在一种实施方式中,所述根据所述目标预设场景模型匹配相应的通话参数的步骤之后,还可以包括:生成相应的提示信息,以提示用户以匹配到的通话参数进行通话调节;当接收到所述提示信息相应的确认指令时,根据匹配到通话参数进行通话调节。
本申请实施例提供一种语音信息的处理方法,如图1所示,图1为本申请实施例提供的语音信息的处理方法的流程示意图,该语音信息的处理方法可以包括以下步骤:
在步骤S101中,构建预设场景模型。
需要说明的是,该预设场景模型为用户通话可能处于的场景,如马路场景、地铁场景、大风场景、下雨场景或者人声嘈杂场景,针对不同的场景模型,可以关联设置不同的通话参数,如针对不同场景下对通话语音不同的降噪处理、平衡器处理、声音平滑度处理等等,使得在相应的场景下,采取较佳的通话参数,实现在相应的场景下的较佳通话效果。
其中,电子设备可以采集在特定场景下的预设数量的语音信息,并将预设数量的语音信息转化为相应的语谱图,该语谱图的横坐标为时间,纵坐标为频率,颜色的深度代表语音数据能量,该语谱图可以从多维度上表达出语音信息的特征,因此,可以通过该多个语谱图构建预设场景模型。
在一些实施方式中,该构建预设场景模型的步骤,可以包括:
(1)通过预设采样率采集预设数量的语音信息;
(2)将所述预设数量的语音信息转化为相应的语谱图,根据所述语谱图构建预设场景模型。
其中,电子设备可以通过麦克风以预设采样率,如以采样率44.1kHz(千赫兹)进行采集预设场景下的预设数量的语音信息,并截取每一语音信息2秒的语音内容作为输入信号,将该多个输入信号转化为相应的语谱图,并将转化后的语谱图构建为预设场景模型,该构建的预设场景模型中包含多个相应场景下的语谱图,可以反映出该场景中的语音特征。
在一些实施方式中,该将所述预设数量的语音信息转化为相应的语谱图的步骤,可以包括:
(1.1)将所述语音信息进行分帧处理,以得到第一分帧数据;
(1.2)对所述第一分帧数据进行傅里叶变换,生成语音信息相应的语谱图。
其中,在截取到相应的输入信号后,输入信号进行分帧加窗处理,帧长度为1024,重叠为128,窗函数为汉明窗,得到第一分帧数据,并对第一分帧数据进行傅里叶变换,计算出信号的能量密度,生成语谱图,相应的,可以对该语谱图进行灰度处理,该语谱图的横坐标为时间,纵坐标为频率,灰度值代表能量值。
在步骤S102中,对预设场景模型中的语谱图进行训练,以生成相应的场景识别模型。

• _书面题目 A_:
根据给定文本，为什么可以用多个语谱图来构建预设场景模型？请用一到三句话说明。
• _书面题目 B_:
请从这段关于语音信息处理方法的给定文本的最后一句之后接着续写。
这些数据行取自另一来源。

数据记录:
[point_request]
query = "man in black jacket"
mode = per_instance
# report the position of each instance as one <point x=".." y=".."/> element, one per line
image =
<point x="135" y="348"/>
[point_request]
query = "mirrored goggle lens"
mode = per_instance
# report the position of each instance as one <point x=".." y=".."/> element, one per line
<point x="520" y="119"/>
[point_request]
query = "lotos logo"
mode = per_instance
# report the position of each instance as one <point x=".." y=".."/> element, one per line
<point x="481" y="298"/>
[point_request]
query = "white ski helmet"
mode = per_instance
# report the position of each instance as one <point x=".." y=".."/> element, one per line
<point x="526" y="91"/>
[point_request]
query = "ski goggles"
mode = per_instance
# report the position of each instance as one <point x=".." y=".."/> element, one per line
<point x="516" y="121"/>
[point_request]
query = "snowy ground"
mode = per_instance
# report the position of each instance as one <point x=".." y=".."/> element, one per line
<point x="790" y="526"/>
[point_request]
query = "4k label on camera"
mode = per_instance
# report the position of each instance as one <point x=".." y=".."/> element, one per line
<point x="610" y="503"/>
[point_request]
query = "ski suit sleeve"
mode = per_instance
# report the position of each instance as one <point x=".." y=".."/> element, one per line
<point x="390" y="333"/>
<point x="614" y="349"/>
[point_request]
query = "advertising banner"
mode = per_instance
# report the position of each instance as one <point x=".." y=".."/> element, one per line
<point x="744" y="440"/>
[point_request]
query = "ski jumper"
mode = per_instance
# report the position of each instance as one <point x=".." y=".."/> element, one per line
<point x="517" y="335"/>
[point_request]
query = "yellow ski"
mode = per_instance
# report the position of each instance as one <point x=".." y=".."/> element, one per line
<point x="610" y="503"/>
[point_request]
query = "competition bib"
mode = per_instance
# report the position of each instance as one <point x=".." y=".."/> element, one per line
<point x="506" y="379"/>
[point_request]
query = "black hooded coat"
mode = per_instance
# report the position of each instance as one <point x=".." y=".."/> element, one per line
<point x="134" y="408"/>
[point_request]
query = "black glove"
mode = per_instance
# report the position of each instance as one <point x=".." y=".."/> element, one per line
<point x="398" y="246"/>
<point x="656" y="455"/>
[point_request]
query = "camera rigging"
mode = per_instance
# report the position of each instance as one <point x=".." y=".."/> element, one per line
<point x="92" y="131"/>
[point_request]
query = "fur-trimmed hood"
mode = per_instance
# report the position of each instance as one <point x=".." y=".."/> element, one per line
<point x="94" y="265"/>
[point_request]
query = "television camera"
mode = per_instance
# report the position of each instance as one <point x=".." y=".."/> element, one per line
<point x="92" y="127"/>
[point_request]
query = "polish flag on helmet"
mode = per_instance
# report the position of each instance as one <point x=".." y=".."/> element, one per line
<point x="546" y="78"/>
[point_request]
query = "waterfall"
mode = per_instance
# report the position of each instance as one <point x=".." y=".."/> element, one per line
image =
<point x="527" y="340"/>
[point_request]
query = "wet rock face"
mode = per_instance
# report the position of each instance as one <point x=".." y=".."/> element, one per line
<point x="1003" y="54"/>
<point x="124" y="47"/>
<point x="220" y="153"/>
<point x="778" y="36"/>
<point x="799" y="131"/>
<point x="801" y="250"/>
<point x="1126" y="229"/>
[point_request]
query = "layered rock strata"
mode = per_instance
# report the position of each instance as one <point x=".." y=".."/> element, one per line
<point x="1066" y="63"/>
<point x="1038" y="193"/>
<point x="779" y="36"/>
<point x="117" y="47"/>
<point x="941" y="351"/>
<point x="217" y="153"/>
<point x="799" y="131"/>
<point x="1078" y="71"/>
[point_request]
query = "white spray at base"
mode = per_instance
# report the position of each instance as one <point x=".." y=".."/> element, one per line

• _预期输出 A_:
语谱图的横坐标为时间，纵坐标为频率，颜色的深度代表语音数据能量，因此能从多个维度表达语音信息的特征。正因如此，可以通过多个语谱图构建预设场景模型。

• _预期输出 B_:
其中,由于每一预设场景模型中包含有相应场景下的预设数量的语谱图,所以可以利用机器学习的方法,对该场景下的预设数量的语谱图进行训练学习,生成可以识别该场景的场景识别模型。
在一实施方式中,可以通过卷积神经网络对预设场景模型中的语谱图进行学习训练,生成可以自动识别出该对应场景的标识性特征的场景识别模型。
在步骤S103中,采集当前环境中的目标语音信息,并对目标语音信息进行分析,以得到目标语音信息相应的目标语谱图。
需要说明的是,当电子设备处于通话状态时,用户往往希望以最佳的通话参数进行通话,以保证最佳的通话效果,然而,当前用户只能手动选择相应的通话参数,过程比较繁琐,而自动调节往往只能根据环境的嘈杂值调节通话音亮的大小,调节的行为以及对语音信息的处理比较单一。
其中,当电子设备处于通话状态时,电子设备会自动通过麦克风采集当前环境中的目标语音信息,并将目标语音信息转化为相应的目标语谱图,该目标语谱图的横坐标为时间,纵坐标为频率,颜色的深度代表语音数据能量,需要注意的是,该目标语谱图的特征与预设场景模型中的语谱图的特征相同。
在一些实施方式中,该对所述目标语音信息进行分析,以得到所述目标语音信息相应的目标语谱图的步骤,可以包括:
(1)对所述目标语音信息进行分帧处理,以得到第二分帧数据;
(2)对所述第二分帧数据进行傅里叶变换,以得到所述目标语音信息相应的目标语谱图。
其中,可以对目标语音信息进行分帧加窗处理,帧长度也为1024,重叠为128,窗函数为汉明窗,得到第二分帧数据,并对第二分帧数据进行傅里叶变换,计算出信号的能量密度,生成相应的目标语谱图,相应的,可以对该目标语谱图也进行灰度处理,该目标语谱图的横坐标为时间,纵坐标为频率,灰度值代表能量值,与预设场景模型中的语谱图的特征相同。
在步骤S104中,将目标语谱图输入场景识别模型,以确定相应的目标预设场景模型,并根据目标预设场景模型匹配相应的通话参数。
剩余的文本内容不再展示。